#### Text ####

2. Granting permission, Judge Wellesley-Cole wrote:
It appears the judge overlooked the fact that the appellant raised Article 8 in his grounds of appeal and for that reason alone, I give leave. Whilst I do not find other grounds have merit, I do not rule them out.
3. As at the date of the hearing before the First-tier Tribunal, the appellant was living with his adult son. It was by reference to that residence and relationship that the appellant sought to confirm his right to reside in the United Kingdom as the family member of an EEA national. The respondent did not dispute the fact that the appellant met the requirements of Regulation 7 of the 2006 Regulations. The appellant accepted that he had entered the United Kingdom illegally but it was not clear when he had done so. The appellant had committed a number of criminal offences while in the United Kingdom. In respect of those offences, the judge found as follows:
(i) Whilst the judge was aware that the appellant had been "very sorry" for his numerous driving offences (including driving with excess alcohol on two occasions and driving whilst disqualified) he did not accept that these could be explained away, as the appellant had sought to do, on the basis that the appellant had driven in order to assist a friend who was ill.

#### Raw records ####

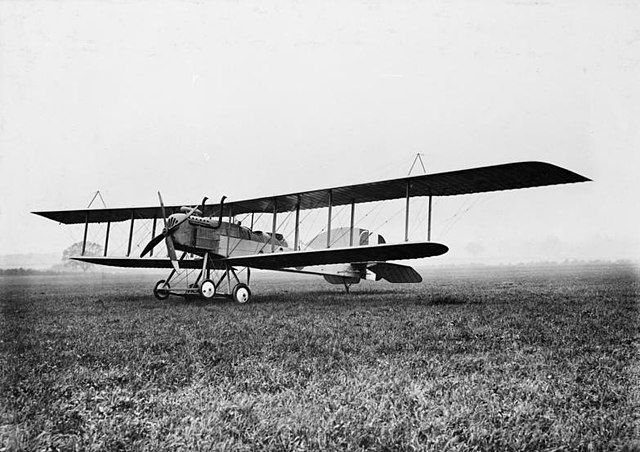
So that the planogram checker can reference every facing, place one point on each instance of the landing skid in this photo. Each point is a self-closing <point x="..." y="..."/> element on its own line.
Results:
<point x="208" y="284"/>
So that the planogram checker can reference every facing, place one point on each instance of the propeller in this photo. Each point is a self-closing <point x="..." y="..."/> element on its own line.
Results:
<point x="167" y="234"/>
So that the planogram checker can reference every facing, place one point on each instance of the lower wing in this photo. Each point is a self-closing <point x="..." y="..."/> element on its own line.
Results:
<point x="295" y="259"/>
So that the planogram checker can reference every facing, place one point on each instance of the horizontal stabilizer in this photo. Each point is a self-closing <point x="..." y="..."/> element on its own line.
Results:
<point x="395" y="273"/>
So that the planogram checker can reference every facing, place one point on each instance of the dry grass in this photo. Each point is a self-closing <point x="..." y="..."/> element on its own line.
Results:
<point x="518" y="359"/>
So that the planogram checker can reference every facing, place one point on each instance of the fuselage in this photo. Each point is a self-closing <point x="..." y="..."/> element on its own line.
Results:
<point x="201" y="235"/>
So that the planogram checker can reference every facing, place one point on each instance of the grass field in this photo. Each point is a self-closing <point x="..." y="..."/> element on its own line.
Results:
<point x="515" y="358"/>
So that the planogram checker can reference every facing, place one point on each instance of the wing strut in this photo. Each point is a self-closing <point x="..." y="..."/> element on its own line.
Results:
<point x="429" y="220"/>
<point x="106" y="238"/>
<point x="86" y="230"/>
<point x="296" y="239"/>
<point x="406" y="213"/>
<point x="329" y="219"/>
<point x="130" y="233"/>
<point x="351" y="223"/>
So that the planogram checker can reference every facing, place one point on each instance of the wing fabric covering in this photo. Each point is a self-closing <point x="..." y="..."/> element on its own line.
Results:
<point x="475" y="180"/>
<point x="395" y="273"/>
<point x="274" y="261"/>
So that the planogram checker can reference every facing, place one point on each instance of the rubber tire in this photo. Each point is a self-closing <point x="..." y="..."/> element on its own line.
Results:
<point x="161" y="293"/>
<point x="241" y="293"/>
<point x="207" y="289"/>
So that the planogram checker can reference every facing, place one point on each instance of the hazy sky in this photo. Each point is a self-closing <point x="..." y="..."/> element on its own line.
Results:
<point x="252" y="98"/>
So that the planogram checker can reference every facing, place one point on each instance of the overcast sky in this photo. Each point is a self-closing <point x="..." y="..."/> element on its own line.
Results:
<point x="253" y="98"/>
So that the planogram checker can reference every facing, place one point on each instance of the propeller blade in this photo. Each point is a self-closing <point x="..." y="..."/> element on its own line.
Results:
<point x="154" y="241"/>
<point x="175" y="226"/>
<point x="172" y="252"/>
<point x="164" y="214"/>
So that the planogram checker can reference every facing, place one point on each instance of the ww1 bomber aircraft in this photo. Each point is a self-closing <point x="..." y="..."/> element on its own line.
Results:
<point x="216" y="248"/>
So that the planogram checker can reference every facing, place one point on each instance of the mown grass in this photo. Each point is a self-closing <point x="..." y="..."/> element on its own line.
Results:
<point x="516" y="359"/>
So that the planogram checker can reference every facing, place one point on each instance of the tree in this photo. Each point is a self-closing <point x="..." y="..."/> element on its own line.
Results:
<point x="91" y="249"/>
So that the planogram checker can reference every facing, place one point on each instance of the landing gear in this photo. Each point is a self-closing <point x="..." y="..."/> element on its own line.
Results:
<point x="207" y="289"/>
<point x="161" y="290"/>
<point x="208" y="284"/>
<point x="241" y="293"/>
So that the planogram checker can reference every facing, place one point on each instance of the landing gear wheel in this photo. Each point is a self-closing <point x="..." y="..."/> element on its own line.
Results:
<point x="207" y="289"/>
<point x="161" y="290"/>
<point x="241" y="293"/>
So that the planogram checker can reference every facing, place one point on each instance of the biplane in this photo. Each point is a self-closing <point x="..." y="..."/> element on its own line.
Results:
<point x="213" y="244"/>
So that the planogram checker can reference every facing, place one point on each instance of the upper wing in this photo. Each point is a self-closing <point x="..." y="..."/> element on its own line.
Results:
<point x="272" y="261"/>
<point x="476" y="180"/>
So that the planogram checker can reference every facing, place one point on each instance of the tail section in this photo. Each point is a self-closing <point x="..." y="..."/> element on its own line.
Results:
<point x="395" y="273"/>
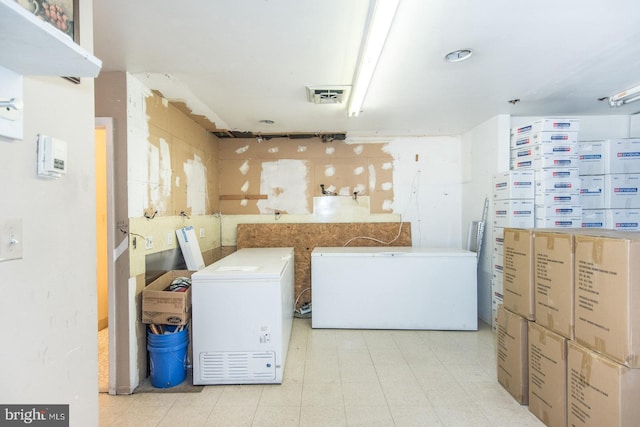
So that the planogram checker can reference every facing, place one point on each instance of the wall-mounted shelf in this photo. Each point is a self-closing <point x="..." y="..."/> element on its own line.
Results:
<point x="32" y="47"/>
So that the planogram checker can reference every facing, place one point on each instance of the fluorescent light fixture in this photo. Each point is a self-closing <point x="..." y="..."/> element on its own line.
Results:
<point x="380" y="20"/>
<point x="624" y="97"/>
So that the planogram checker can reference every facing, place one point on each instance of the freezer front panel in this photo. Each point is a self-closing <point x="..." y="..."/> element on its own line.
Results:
<point x="388" y="289"/>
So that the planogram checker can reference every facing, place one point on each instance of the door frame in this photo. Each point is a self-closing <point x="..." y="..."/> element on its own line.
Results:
<point x="106" y="123"/>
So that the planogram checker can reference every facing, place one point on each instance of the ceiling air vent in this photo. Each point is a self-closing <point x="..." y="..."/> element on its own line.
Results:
<point x="327" y="94"/>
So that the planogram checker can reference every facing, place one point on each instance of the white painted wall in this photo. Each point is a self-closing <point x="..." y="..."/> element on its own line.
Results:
<point x="485" y="152"/>
<point x="48" y="309"/>
<point x="428" y="191"/>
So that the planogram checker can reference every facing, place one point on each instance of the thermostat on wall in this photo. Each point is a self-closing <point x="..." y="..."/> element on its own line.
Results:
<point x="52" y="157"/>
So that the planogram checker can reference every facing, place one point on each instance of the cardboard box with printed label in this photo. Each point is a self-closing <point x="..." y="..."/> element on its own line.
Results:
<point x="496" y="301"/>
<point x="622" y="219"/>
<point x="609" y="156"/>
<point x="557" y="181"/>
<point x="558" y="198"/>
<point x="164" y="307"/>
<point x="607" y="294"/>
<point x="592" y="192"/>
<point x="554" y="281"/>
<point x="518" y="272"/>
<point x="558" y="222"/>
<point x="593" y="218"/>
<point x="513" y="213"/>
<point x="622" y="191"/>
<point x="512" y="357"/>
<point x="600" y="392"/>
<point x="498" y="240"/>
<point x="547" y="375"/>
<point x="513" y="185"/>
<point x="524" y="159"/>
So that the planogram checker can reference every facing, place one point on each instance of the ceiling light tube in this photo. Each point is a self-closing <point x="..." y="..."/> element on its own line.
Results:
<point x="381" y="18"/>
<point x="625" y="97"/>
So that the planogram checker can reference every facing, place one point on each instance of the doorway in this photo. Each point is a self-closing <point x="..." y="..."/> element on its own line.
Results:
<point x="103" y="143"/>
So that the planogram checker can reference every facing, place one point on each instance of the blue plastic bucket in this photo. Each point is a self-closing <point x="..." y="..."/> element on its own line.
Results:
<point x="167" y="340"/>
<point x="167" y="359"/>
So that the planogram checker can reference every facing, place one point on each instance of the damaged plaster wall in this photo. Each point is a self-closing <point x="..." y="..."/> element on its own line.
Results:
<point x="414" y="179"/>
<point x="283" y="175"/>
<point x="166" y="164"/>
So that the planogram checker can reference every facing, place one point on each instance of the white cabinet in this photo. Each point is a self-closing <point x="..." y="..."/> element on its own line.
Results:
<point x="31" y="47"/>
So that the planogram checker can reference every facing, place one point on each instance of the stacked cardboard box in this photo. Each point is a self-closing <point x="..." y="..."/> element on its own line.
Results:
<point x="497" y="275"/>
<point x="610" y="183"/>
<point x="547" y="375"/>
<point x="519" y="272"/>
<point x="513" y="201"/>
<point x="512" y="351"/>
<point x="549" y="147"/>
<point x="583" y="342"/>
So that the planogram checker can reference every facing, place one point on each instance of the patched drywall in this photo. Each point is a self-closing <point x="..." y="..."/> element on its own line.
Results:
<point x="172" y="159"/>
<point x="283" y="175"/>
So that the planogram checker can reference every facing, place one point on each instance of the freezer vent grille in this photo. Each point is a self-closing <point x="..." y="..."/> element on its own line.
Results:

####

Can you print the portion of the appeal decision above between "2. Granting permission, Judge" and "rule them out.", inclusive, with its wording unchanged?

» **Solution**
2. Granting permission, Judge Wellesley-Cole wrote:
It appears the judge overlooked the fact that the appellant raised Article 8 in his grounds of appeal and for that reason alone, I give leave. Whilst I do not find other grounds have merit, I do not rule them out.